• _WORK TO BE COMPLETED_:
What is needed is an exact copy of all the records, written out in full.

• _Point-per-instance localization data_:
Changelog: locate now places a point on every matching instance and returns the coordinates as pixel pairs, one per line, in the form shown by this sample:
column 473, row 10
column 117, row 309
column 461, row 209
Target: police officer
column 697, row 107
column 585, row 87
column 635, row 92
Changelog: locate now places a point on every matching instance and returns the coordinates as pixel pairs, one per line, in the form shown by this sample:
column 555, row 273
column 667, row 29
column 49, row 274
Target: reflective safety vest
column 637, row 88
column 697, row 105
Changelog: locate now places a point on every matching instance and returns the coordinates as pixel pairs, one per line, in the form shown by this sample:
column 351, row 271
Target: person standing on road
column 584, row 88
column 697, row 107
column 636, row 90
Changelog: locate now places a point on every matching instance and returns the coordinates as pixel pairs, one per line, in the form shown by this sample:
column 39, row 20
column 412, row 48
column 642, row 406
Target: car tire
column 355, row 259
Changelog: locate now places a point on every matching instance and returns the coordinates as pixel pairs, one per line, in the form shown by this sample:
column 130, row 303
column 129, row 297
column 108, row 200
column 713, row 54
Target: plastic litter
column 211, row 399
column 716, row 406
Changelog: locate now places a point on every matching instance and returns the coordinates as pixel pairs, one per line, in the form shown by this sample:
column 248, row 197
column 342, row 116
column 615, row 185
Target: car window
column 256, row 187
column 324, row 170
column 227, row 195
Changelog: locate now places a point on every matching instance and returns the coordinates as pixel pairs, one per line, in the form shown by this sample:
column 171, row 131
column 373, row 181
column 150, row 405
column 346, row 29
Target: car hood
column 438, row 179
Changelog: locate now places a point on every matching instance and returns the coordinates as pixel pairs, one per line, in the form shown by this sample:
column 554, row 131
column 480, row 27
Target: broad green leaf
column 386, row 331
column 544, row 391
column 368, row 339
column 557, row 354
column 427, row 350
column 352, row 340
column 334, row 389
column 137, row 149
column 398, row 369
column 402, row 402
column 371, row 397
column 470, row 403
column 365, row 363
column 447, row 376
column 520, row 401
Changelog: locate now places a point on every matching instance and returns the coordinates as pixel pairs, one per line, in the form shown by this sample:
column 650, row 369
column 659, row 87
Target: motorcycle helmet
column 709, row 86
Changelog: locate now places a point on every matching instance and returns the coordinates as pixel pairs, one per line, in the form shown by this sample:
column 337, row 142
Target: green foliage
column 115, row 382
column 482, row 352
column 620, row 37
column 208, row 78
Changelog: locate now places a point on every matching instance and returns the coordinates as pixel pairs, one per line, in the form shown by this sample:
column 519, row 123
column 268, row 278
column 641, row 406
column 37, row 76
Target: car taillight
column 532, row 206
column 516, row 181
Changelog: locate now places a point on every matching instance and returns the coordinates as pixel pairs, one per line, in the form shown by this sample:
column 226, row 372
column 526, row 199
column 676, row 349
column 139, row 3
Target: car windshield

• _RESPONSE BELOW_:
Changelog: locate now places a point on every matching instance and returns the coordinates as pixel pairs, one per line, in the form shown by this sample:
column 473, row 10
column 117, row 309
column 461, row 209
Target: police officer
column 697, row 107
column 585, row 87
column 635, row 92
Changelog: locate now places a point on every matching instance and returns the coordinates as pixel pairs, one per line, in the form shown by this sample:
column 555, row 273
column 667, row 29
column 49, row 274
Target: reflective safety vest
column 637, row 88
column 697, row 105
Changelog: locate now places a point on every matching instance and returns the coordinates as pixel pairs, one per line, in the form shown by this sample:
column 351, row 271
Target: person standing on road
column 584, row 88
column 697, row 107
column 636, row 90
Changelog: locate now places a point on every matching instance and returns the coordinates as pixel pairs, one per line, in the form shown by this sample:
column 39, row 20
column 412, row 48
column 642, row 406
Target: car tire
column 355, row 259
Changelog: locate now places a point on every matching instance and returns the coordinates as pixel pairs, one per line, in the form shown by this sample:
column 130, row 303
column 129, row 297
column 108, row 200
column 713, row 54
Target: plastic litter
column 211, row 399
column 716, row 406
Changelog: locate now places a point on every matching instance and returns the coordinates as pixel pairs, one per line, in the form shown by this sample:
column 248, row 197
column 342, row 116
column 615, row 185
Target: car window
column 256, row 187
column 324, row 170
column 227, row 195
Changelog: locate now places a point on every matching instance and returns the coordinates as pixel pairs, one per line, in the form shown by this sample:
column 171, row 131
column 373, row 181
column 150, row 405
column 346, row 29
Target: car hood
column 438, row 179
Changelog: locate now places a point on every matching instance and returns the coordinates as pixel pairs, one per line, in the form shown by this sample:
column 554, row 131
column 480, row 27
Target: broad green leaf
column 386, row 331
column 544, row 391
column 368, row 339
column 557, row 354
column 427, row 350
column 352, row 340
column 334, row 389
column 137, row 149
column 398, row 369
column 402, row 402
column 371, row 397
column 470, row 403
column 365, row 363
column 447, row 376
column 520, row 401
Changelog: locate now places a point on every matching instance and returns the coordinates as pixel pairs, one per line, in the form shown by this sample:
column 650, row 369
column 659, row 87
Target: motorcycle helmet
column 709, row 86
Changelog: locate now places a point on every matching instance and returns the coordinates as pixel pairs, one per line, in the form shown by this sample:
column 337, row 142
Target: green foliage
column 115, row 382
column 482, row 352
column 620, row 37
column 208, row 78
Changelog: locate now places a point on every matching instance and returns the coordinates as pixel pairs, one per line, in the form shown by this sample:
column 519, row 123
column 268, row 278
column 641, row 406
column 37, row 76
Target: car taillight
column 532, row 206
column 516, row 181
Changelog: locate now places a point on every matching instance and returns the coordinates as pixel pairs, one per line, in the form shown by this sample:
column 226, row 372
column 526, row 199
column 676, row 349
column 139, row 3
Target: car windshield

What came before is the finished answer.